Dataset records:
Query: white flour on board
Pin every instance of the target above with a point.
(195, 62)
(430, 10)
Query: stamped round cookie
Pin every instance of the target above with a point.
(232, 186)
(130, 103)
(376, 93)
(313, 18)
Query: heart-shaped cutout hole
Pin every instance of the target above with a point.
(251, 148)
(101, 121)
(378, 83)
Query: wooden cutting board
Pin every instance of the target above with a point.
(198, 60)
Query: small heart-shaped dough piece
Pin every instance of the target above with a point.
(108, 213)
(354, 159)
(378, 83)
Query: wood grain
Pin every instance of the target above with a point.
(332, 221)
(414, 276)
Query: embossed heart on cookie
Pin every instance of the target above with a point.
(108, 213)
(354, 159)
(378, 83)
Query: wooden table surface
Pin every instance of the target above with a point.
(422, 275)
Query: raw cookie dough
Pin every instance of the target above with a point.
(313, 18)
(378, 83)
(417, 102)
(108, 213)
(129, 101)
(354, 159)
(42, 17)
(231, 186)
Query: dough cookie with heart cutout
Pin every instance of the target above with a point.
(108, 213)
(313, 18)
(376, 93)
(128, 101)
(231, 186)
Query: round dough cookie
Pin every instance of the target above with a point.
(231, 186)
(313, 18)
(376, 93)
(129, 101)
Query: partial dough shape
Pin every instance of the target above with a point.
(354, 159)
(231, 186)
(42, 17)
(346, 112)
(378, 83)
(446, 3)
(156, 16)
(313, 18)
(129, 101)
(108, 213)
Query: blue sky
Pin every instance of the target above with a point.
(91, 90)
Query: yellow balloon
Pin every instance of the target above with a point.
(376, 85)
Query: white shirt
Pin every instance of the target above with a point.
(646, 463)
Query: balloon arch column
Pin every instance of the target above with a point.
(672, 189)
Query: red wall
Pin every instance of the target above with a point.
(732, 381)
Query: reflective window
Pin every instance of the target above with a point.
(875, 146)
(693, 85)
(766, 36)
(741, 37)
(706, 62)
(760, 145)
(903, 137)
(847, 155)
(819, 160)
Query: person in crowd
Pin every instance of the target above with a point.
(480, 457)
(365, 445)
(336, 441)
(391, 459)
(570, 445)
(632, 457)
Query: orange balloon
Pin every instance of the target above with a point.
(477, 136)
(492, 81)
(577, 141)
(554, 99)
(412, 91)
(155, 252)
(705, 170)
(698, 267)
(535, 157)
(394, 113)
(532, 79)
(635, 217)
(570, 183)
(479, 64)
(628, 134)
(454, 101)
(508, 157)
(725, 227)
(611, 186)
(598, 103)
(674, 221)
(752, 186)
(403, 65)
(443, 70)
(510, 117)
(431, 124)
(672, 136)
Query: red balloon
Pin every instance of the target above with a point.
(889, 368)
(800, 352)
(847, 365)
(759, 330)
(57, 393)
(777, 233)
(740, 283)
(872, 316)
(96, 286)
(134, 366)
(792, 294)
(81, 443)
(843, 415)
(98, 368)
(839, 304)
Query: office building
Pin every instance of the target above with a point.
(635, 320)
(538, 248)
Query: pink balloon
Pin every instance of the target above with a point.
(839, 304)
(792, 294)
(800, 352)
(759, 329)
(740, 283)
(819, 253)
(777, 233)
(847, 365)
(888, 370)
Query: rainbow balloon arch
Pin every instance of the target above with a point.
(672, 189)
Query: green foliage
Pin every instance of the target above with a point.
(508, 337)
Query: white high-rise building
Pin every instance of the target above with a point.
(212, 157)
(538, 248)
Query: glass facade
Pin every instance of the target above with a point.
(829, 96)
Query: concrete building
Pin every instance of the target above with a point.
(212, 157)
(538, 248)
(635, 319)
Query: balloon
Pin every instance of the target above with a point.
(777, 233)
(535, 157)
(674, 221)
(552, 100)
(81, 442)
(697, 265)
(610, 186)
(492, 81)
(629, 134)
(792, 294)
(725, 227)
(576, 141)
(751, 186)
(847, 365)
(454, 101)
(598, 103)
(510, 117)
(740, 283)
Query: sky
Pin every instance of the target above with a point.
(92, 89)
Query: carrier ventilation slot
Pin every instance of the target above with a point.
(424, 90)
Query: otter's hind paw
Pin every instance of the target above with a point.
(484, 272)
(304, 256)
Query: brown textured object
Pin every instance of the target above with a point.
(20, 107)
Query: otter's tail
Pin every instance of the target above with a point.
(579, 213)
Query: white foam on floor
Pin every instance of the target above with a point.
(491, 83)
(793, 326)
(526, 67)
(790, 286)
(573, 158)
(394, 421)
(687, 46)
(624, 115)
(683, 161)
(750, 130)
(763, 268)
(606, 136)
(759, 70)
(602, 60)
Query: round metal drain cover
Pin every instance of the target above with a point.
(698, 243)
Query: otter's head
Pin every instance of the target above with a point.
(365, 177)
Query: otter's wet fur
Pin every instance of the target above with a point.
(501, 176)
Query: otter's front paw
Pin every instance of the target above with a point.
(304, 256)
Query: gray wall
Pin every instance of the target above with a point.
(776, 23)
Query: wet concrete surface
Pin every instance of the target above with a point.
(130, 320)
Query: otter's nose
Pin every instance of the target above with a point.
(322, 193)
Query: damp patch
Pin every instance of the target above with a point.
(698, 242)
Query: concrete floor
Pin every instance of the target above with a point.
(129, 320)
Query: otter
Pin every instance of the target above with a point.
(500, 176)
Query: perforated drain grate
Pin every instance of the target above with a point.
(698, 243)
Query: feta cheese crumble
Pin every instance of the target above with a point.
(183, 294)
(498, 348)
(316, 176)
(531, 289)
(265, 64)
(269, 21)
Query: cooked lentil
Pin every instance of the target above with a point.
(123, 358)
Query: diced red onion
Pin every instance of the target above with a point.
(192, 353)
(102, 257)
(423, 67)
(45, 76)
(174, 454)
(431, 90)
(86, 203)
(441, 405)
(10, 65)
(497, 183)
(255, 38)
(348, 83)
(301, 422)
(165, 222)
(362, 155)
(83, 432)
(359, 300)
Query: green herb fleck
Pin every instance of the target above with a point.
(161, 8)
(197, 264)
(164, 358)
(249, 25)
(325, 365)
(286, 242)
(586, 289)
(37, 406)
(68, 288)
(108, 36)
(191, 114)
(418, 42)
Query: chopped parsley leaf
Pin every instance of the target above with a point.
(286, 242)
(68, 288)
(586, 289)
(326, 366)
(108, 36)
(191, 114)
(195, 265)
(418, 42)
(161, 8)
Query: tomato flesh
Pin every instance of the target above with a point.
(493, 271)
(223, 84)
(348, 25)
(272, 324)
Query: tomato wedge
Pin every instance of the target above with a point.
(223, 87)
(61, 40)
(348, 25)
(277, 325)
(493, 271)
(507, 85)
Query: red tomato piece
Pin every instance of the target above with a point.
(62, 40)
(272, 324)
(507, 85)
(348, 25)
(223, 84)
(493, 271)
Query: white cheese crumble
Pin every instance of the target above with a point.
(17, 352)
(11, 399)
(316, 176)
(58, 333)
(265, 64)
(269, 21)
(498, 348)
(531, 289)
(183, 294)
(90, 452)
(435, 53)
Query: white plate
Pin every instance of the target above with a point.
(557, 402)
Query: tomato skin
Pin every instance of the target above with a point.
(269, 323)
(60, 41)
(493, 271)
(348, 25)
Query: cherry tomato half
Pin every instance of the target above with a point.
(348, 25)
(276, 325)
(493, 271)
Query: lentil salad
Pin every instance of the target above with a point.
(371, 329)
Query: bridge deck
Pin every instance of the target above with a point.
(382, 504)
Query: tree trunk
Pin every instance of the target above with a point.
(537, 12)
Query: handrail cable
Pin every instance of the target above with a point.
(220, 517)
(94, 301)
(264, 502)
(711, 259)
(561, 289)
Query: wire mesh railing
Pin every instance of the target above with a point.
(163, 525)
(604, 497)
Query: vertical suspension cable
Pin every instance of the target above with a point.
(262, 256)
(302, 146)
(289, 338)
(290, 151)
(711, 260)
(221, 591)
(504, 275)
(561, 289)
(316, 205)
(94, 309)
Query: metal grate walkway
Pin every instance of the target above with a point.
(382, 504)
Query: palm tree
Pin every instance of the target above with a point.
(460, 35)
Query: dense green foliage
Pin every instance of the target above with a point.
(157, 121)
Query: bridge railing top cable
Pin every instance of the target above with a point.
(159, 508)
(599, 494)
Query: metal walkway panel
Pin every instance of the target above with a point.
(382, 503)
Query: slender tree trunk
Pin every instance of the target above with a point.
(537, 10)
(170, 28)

-- Instructions for the task --
Word for word, restate the lines above from the line containing "Query: feta cheese crumble" through the line containing "Query: diced red onion", with both included and nothing else.

-- Answer to this task --
Query: feta cheese crumble
Pin every instance of the target above with a point.
(183, 294)
(498, 348)
(316, 176)
(531, 289)
(265, 64)
(269, 21)
Query: cooked lentil
Pin every instance of the target above with a point.
(123, 358)
Query: diced red onion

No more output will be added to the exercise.